### Action item
When a line of the entries below contains "white", it counts once; state how many such lines there are and nothing else.

### Task input
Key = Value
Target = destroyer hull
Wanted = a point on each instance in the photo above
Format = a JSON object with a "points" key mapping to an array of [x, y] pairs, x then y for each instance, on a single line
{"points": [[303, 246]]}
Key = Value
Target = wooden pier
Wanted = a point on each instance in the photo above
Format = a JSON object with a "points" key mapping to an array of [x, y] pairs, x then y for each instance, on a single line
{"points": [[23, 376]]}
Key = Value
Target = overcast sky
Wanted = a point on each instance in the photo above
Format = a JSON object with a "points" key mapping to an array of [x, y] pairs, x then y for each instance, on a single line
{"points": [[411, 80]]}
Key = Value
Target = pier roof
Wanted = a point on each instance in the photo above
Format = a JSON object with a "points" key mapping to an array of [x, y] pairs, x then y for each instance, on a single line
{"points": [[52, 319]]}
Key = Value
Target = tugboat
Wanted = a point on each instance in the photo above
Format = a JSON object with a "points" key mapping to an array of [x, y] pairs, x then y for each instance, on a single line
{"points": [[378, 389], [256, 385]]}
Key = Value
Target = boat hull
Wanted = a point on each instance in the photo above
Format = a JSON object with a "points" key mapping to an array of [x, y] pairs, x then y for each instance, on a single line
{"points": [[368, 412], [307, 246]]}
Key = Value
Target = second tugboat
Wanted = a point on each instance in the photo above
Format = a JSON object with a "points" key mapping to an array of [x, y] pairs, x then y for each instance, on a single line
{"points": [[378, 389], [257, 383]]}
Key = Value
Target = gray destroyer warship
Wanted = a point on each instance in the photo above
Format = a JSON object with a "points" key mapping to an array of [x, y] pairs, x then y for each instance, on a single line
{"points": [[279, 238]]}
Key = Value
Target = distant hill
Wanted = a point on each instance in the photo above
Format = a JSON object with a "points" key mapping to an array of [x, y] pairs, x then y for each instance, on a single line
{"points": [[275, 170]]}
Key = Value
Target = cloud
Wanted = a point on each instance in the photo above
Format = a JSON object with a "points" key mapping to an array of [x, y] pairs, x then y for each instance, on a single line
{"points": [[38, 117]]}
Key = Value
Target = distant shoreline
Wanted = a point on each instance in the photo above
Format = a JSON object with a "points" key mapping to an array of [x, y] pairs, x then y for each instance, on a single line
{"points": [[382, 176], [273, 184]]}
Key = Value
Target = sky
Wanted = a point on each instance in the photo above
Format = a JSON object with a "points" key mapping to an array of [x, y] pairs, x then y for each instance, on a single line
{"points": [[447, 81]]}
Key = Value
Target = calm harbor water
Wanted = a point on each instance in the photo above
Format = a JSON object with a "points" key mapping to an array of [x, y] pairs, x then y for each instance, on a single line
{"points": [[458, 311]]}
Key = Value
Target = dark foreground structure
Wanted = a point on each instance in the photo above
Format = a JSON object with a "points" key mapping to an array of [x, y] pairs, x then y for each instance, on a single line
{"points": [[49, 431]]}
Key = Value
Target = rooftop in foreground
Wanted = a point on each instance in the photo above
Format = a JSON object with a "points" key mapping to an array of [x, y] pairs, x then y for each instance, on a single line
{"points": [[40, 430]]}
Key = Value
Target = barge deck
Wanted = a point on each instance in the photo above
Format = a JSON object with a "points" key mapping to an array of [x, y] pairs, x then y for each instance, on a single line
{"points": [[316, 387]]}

==

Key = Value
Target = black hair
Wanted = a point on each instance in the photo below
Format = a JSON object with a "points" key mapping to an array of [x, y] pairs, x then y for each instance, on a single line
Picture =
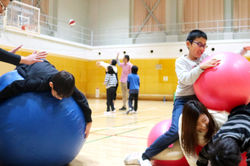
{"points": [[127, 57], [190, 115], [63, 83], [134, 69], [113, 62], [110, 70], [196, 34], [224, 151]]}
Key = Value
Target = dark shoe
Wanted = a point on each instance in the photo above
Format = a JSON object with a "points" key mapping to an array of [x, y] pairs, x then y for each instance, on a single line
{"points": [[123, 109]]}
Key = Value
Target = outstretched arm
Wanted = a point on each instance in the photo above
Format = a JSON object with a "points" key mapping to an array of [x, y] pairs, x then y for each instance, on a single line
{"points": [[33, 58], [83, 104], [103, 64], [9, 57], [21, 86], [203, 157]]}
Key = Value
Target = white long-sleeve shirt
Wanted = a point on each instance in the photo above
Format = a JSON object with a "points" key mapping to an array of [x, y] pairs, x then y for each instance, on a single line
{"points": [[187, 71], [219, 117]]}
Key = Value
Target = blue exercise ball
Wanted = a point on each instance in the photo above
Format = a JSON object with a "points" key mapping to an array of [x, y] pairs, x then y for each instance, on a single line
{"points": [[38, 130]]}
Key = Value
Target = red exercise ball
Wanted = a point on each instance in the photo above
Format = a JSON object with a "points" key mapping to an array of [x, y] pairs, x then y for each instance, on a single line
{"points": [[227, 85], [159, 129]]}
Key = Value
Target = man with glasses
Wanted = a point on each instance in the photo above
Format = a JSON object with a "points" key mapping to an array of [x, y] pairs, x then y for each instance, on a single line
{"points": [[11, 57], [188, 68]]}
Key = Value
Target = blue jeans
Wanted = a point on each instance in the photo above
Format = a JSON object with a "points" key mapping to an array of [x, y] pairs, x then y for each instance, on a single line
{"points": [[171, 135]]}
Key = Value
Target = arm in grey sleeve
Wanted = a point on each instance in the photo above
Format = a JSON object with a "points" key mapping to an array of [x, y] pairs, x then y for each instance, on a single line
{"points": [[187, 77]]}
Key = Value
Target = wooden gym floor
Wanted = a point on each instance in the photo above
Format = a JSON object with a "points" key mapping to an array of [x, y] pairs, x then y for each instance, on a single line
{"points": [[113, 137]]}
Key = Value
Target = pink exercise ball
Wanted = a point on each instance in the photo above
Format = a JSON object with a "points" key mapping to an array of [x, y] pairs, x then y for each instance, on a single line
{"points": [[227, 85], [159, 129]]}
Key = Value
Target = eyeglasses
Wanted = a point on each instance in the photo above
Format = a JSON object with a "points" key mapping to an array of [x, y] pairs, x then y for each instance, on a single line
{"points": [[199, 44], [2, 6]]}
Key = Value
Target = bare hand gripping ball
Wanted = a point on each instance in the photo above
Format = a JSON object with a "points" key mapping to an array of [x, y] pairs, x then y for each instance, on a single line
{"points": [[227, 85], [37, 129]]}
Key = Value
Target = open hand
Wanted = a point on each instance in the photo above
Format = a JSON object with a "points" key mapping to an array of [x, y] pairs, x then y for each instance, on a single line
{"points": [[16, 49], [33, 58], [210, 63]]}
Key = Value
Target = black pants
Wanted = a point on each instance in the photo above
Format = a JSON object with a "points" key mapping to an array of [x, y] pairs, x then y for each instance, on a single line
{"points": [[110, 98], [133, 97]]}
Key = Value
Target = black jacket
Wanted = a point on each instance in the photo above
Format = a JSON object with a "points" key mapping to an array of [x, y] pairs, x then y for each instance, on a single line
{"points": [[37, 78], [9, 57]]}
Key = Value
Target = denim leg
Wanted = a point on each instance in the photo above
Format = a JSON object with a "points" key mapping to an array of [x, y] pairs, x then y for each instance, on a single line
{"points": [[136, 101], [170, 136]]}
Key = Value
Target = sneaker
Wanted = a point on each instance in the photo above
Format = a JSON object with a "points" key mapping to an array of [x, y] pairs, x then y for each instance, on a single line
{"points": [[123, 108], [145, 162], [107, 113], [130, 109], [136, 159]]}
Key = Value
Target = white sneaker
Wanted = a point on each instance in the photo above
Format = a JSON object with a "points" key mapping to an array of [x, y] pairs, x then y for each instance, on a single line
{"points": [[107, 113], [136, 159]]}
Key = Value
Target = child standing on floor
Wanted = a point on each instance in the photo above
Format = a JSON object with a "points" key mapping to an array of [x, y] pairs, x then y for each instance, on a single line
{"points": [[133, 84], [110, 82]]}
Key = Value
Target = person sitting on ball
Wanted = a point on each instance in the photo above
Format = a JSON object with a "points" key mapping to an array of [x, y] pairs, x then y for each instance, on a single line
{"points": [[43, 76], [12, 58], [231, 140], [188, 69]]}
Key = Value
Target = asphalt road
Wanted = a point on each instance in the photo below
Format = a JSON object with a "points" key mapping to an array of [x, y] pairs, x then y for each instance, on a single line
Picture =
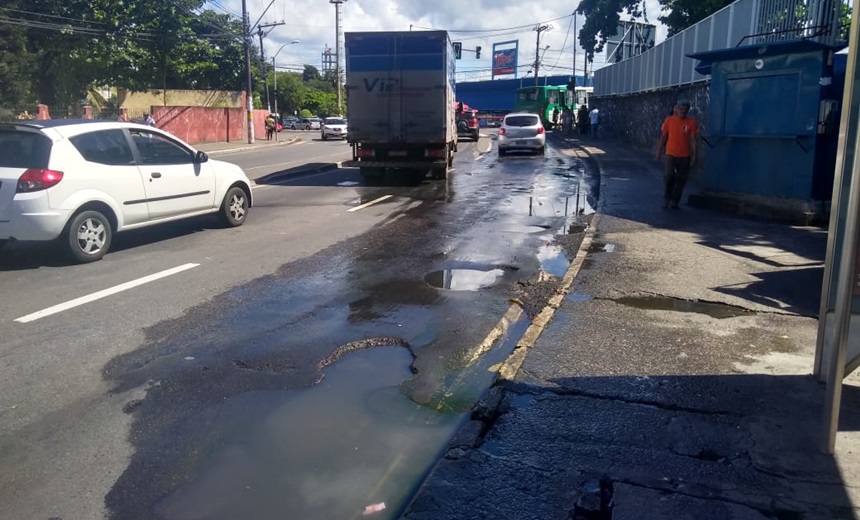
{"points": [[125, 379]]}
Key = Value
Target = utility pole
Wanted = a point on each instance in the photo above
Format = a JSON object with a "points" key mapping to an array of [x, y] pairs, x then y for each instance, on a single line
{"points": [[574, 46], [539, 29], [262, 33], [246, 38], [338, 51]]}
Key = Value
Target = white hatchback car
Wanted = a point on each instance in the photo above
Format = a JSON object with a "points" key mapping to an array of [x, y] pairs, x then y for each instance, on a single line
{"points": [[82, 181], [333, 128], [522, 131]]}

### Result
3